Cathleen D. Bennett recently was sworn in as the 20th Commissioner of the New Jersey Department of Health after serving as acting commissioner. She joined us for a Take Five.
One of your top priorities after becoming Acting Commissioner in August 2015 was to create an Office of Population Health. How does this new office affect the focus on the health department’s work in New Jersey?
That’s a good question and not one typically asked. We are promoting stronger collaboration among hospitals, local health departments and health care providers. Population Health focuses on keeping healthy people well, preventing illness in those at risk, and keeping those with chronic conditions from getting sicker. Population Health promotes prevention, wellness and equity. The new office has allowed us to re-align our resources and bring together people working on health care on the local level, those in health care delivery, those working in the community and those doing faith-based work. We are knitting together the efforts that are going on to broaden the impact. For example, our Office of Minority and Multicultural Health is working with its grantees, which are community-based organizations to create culturally and linguistically appropriate actions to meet the health needs of our diverse populations.
Do we need to do more to keep people well and not just treat them when they get sick?

Parts of the exercise ::
**1.** From the interview with the New Jersey health commissioner, output verbatim the part that opens with the words containing "Cathleen D. Bennett" and closes with "a Take Five.".
**2.** According to the interview with the New Jersey health commissioner, which numbered Commissioner of the New Jersey Department of Health was Cathleen D. Bennett sworn in as?
**3.** Continue the interview with the New Jersey health commissioner from where it stops.

Dataset entries:

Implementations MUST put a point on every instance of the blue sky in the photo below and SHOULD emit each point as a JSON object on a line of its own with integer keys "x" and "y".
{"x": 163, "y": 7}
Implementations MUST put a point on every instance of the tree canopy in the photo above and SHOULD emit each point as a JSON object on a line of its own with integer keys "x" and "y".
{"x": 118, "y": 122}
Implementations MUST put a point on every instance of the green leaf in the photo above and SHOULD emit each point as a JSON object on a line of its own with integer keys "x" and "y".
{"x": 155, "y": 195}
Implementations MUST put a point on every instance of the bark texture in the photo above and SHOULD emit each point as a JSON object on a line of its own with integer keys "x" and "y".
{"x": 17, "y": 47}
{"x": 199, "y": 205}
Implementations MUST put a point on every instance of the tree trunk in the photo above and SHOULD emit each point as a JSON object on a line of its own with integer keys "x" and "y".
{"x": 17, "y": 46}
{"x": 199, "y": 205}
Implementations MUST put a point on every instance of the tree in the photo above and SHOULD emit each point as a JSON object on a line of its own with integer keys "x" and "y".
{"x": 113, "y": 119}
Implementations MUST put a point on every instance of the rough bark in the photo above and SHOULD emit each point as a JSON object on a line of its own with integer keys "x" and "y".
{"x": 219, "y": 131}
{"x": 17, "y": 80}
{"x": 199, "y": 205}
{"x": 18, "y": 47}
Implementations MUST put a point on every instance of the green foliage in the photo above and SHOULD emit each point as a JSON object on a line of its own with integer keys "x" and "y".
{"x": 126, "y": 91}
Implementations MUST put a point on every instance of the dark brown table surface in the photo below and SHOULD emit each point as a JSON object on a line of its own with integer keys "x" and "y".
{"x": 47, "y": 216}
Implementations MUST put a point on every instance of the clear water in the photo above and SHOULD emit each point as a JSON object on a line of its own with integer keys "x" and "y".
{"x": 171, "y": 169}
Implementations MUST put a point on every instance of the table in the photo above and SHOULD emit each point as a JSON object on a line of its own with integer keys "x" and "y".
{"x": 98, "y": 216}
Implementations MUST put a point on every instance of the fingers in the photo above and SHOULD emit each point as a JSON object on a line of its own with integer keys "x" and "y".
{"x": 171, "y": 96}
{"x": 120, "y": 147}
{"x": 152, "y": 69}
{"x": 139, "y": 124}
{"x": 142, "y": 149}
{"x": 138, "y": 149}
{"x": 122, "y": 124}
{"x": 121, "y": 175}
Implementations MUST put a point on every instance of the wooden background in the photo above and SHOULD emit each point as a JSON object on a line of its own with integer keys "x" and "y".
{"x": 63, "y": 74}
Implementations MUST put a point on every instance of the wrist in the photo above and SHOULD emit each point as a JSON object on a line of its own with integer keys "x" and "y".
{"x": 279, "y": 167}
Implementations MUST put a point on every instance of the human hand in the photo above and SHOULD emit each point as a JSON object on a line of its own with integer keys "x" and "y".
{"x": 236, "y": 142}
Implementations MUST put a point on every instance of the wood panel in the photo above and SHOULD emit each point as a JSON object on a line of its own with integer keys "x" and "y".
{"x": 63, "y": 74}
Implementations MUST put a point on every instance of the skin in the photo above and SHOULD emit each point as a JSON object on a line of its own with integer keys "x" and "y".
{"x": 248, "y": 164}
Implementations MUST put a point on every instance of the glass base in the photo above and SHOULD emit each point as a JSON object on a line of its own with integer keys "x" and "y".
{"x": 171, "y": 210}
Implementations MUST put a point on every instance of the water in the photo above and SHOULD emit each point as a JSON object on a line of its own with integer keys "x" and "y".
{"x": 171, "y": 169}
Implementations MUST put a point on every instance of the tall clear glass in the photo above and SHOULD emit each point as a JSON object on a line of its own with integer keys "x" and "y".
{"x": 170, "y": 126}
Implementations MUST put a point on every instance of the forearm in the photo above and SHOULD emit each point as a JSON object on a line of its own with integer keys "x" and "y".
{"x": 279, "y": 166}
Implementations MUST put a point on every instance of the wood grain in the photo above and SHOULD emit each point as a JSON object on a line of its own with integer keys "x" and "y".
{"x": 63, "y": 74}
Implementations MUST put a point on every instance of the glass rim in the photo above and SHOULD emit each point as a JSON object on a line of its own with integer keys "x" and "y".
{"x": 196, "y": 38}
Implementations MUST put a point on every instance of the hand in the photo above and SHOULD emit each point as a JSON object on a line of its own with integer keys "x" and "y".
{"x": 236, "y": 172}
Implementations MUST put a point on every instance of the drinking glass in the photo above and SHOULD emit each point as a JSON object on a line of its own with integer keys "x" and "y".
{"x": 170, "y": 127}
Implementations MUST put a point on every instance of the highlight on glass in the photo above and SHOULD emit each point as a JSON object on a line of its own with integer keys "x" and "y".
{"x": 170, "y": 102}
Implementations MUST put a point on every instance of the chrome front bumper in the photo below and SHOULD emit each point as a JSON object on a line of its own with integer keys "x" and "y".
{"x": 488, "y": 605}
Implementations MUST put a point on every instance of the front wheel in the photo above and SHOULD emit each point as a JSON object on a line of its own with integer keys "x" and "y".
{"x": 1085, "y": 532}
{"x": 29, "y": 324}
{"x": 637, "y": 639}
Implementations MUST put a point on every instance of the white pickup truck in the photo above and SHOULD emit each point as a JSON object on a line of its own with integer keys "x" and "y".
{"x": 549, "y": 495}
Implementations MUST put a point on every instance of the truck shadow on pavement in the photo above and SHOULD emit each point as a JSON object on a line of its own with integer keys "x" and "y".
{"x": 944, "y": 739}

Answers to each task ::
**1.**
Cathleen D. Bennett recently was sworn in as the 20th Commissioner of the New Jersey Department of Health after serving as acting commissioner. She joined us for a Take Five.

**2.** She was sworn in as the 20th Commissioner of the New Jersey Department of Health.

**3.**
The key difference with Population Health is that you no longer will have a system built upon episodic care. Population Health asks, “How can we provide education and tools to help people live healthier lives?” We are working to help people manage chronic conditions and not just receive care that jumps from crisis to crisis. For instance, to improve nutrition and encourage people to eat more healthy fruits and vegetables we have the Healthy Corner Store project, which is finding ways to market healthy foods. We’re promoting the creation of pathways for exercise. You should see what’s happening at the Camden waterfront! It’s a vibrant place for elderly people to congregate and for people to get exercise and get outside. We want to make the healthy choice the easy choice. The drivers include Preventive Services Block Grants and our ShapingNJ Healthy Communities Grant Project.
Besides Zika, what are your top public health priorities for the next 18 months?
Our focus will be on Population Health. There is no question we need to stay focused on what we can do to promote wellness and prevention, such as screenings and early detection. And we will remain focused on how to give people with chronic illness the tools to manage their health. And we are going to continue our work with the Governor’s Facing Addiction Task Force and work on the opioid epidemic. We will continue the significant investments by this administration on integrating behavioral health and primary care. We have $5.5 million in grants to support delivery of health care to our veterans. This includes micro-grants to support veterans and their families because we know the challenges of veterans are not theirs alone.
Do NJ residents have enough information about the quality of the hospitals, surgery centers, and physicians they seek care from? What more could be done?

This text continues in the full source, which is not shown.